* Your assignment
Every line in the data below from the one containing "Mark the short dark hair with a point." down to the one containing "Mark the belt with a point.", both included, must be retyped exactly; no other line is to appear.

[Point localization data]
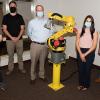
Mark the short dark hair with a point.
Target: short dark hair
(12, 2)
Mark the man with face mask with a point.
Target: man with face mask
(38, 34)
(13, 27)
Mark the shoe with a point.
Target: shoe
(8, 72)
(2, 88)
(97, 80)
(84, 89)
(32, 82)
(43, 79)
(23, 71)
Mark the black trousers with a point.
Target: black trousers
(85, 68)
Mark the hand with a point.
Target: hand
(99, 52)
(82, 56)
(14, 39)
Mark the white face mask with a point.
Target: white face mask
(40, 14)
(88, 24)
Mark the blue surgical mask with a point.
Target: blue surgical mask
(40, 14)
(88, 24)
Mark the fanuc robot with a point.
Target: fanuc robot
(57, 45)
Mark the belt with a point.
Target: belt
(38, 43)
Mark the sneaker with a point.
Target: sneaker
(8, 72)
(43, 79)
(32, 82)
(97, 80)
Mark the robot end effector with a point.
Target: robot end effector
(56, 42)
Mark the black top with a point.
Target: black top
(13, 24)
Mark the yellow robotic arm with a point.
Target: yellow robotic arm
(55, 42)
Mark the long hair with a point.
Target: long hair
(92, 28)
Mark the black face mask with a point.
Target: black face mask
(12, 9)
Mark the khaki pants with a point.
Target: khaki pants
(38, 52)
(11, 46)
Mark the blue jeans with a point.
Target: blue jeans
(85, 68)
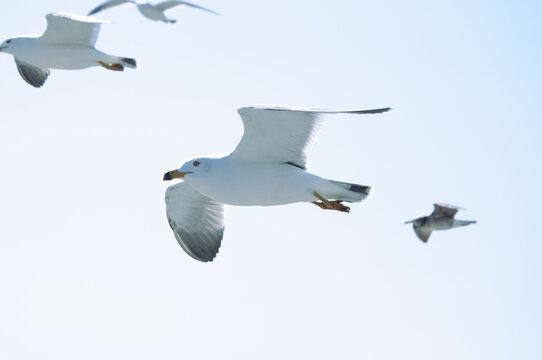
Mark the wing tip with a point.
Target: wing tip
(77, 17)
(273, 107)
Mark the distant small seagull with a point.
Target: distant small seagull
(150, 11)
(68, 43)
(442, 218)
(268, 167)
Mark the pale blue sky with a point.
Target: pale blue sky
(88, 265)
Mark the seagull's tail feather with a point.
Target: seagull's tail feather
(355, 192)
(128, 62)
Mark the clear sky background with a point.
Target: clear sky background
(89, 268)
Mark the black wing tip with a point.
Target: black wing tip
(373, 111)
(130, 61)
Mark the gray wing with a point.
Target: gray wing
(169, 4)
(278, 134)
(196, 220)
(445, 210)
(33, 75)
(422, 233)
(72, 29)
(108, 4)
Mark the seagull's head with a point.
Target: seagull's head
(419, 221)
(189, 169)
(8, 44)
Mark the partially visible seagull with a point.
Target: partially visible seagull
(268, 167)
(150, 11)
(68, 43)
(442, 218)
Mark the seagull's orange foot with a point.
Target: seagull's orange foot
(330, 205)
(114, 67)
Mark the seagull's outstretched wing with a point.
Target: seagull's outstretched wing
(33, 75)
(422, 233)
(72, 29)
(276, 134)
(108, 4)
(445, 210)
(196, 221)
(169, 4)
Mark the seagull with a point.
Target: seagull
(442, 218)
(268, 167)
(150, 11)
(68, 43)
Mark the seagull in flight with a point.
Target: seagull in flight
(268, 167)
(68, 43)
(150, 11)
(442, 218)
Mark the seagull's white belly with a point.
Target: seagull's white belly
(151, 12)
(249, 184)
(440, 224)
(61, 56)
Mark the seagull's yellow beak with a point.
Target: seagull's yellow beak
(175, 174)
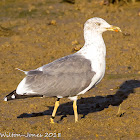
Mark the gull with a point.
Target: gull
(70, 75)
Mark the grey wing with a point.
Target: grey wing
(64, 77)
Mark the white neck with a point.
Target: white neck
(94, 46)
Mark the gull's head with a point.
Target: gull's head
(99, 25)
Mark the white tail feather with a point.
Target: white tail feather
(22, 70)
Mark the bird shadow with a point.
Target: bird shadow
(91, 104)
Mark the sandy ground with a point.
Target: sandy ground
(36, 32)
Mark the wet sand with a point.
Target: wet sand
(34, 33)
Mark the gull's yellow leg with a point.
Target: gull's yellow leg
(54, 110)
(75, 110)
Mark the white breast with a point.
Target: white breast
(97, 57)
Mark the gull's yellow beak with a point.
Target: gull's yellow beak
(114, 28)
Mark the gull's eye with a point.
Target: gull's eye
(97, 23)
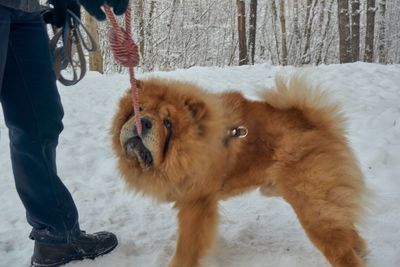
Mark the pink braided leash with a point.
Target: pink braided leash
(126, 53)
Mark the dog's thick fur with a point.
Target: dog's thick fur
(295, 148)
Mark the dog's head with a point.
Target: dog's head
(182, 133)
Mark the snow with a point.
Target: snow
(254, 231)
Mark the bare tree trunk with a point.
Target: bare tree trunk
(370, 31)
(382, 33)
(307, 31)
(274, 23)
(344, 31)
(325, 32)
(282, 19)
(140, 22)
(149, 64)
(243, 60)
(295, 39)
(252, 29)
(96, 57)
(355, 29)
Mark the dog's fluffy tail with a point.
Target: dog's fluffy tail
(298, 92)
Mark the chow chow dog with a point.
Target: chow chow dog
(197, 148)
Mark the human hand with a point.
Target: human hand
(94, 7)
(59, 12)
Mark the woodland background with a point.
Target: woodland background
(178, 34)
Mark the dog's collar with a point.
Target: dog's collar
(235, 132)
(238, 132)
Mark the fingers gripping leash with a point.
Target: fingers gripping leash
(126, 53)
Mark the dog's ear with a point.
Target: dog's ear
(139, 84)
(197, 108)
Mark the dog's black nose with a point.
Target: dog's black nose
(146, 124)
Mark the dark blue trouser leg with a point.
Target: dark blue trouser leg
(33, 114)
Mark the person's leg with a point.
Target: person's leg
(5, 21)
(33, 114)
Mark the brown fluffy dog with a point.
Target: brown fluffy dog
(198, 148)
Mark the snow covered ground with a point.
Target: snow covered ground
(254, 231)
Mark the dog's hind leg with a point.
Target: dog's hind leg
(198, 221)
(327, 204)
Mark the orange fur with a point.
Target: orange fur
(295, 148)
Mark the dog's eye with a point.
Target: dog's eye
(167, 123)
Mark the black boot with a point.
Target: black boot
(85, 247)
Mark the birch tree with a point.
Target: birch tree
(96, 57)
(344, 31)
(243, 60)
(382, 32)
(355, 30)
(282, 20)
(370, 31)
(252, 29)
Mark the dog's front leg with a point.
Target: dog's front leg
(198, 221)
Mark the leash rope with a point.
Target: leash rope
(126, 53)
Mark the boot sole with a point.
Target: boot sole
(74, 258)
---
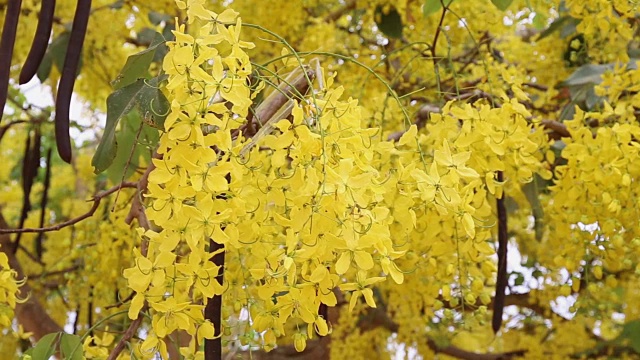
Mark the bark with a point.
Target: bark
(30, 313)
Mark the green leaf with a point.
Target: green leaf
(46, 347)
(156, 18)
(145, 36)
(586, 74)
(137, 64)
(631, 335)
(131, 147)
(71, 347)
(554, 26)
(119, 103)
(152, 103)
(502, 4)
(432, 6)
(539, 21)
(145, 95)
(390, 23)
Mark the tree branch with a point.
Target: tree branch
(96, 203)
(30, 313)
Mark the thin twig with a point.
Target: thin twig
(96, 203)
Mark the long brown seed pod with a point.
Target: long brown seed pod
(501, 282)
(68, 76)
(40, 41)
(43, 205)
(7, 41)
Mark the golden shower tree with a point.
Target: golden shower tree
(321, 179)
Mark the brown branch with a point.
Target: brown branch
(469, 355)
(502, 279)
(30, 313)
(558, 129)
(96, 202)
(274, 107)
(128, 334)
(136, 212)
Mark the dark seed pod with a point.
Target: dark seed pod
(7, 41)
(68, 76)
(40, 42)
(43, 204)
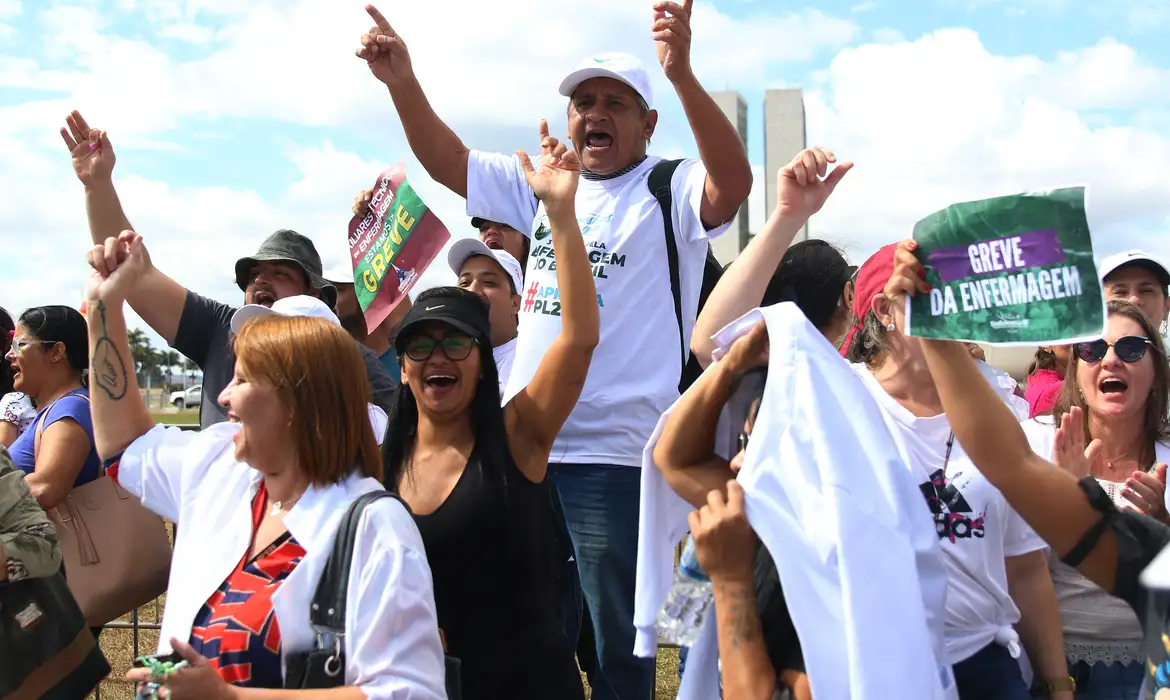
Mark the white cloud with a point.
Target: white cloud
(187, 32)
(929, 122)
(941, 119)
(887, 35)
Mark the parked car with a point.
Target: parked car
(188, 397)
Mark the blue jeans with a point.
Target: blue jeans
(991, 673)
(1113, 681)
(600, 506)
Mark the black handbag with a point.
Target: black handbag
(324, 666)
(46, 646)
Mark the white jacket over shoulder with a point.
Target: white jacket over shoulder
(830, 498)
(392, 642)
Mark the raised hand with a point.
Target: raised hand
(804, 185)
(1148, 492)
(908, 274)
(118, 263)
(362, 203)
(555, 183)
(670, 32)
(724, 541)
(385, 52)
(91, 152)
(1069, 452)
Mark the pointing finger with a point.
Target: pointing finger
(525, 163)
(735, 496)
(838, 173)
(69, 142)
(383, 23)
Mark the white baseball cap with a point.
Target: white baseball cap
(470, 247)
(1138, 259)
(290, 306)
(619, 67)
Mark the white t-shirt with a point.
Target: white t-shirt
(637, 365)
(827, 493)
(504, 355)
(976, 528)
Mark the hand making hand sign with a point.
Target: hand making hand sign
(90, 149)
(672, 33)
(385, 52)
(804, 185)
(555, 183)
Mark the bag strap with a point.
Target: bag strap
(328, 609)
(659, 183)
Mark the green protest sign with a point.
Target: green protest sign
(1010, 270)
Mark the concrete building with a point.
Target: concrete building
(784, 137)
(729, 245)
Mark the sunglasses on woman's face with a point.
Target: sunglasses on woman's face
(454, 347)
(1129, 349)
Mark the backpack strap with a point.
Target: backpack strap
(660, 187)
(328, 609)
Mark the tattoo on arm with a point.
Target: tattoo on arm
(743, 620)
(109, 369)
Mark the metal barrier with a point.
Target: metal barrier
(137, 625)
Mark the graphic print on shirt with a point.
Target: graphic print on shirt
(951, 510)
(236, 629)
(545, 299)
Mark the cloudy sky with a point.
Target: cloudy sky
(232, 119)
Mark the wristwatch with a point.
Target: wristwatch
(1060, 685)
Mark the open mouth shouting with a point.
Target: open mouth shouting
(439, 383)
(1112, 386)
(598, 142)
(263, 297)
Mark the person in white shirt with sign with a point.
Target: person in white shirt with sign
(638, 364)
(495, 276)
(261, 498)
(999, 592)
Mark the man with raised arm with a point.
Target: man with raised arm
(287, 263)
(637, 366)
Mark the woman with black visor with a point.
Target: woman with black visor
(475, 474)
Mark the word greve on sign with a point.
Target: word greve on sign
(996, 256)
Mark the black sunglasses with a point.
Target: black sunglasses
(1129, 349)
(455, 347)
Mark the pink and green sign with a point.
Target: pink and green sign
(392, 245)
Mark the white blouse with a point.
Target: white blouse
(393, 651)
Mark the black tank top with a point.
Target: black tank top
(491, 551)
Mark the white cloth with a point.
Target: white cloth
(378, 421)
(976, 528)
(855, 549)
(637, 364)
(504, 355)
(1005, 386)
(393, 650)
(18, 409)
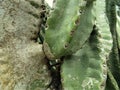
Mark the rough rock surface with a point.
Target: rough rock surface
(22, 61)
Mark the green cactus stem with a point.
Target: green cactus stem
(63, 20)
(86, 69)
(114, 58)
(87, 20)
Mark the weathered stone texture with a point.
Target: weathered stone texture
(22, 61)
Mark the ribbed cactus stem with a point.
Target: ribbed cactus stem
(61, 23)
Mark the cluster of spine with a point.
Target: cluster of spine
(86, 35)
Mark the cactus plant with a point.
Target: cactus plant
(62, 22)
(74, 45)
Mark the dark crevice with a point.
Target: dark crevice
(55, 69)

* Completed exercise
Mark the short dark hair with a point.
Target: short dark hair
(12, 2)
Mark the man with face mask with a point.
Target: man with face mask
(38, 34)
(13, 27)
Mark the shoe with a point.
Target: shoe
(8, 72)
(2, 88)
(97, 80)
(84, 89)
(32, 82)
(43, 79)
(23, 71)
Mark the black trousers with a point.
Target: black trousers
(85, 68)
Mark the hand with a point.
Target: hand
(99, 52)
(82, 56)
(14, 39)
Mark the white face mask with a point.
Target: white face mask
(40, 14)
(88, 24)
Mark the blue surgical mask with a point.
Target: blue surgical mask
(40, 14)
(88, 24)
Mark the fanuc robot with a point.
Target: fanuc robot
(57, 45)
Mark the belt with a point.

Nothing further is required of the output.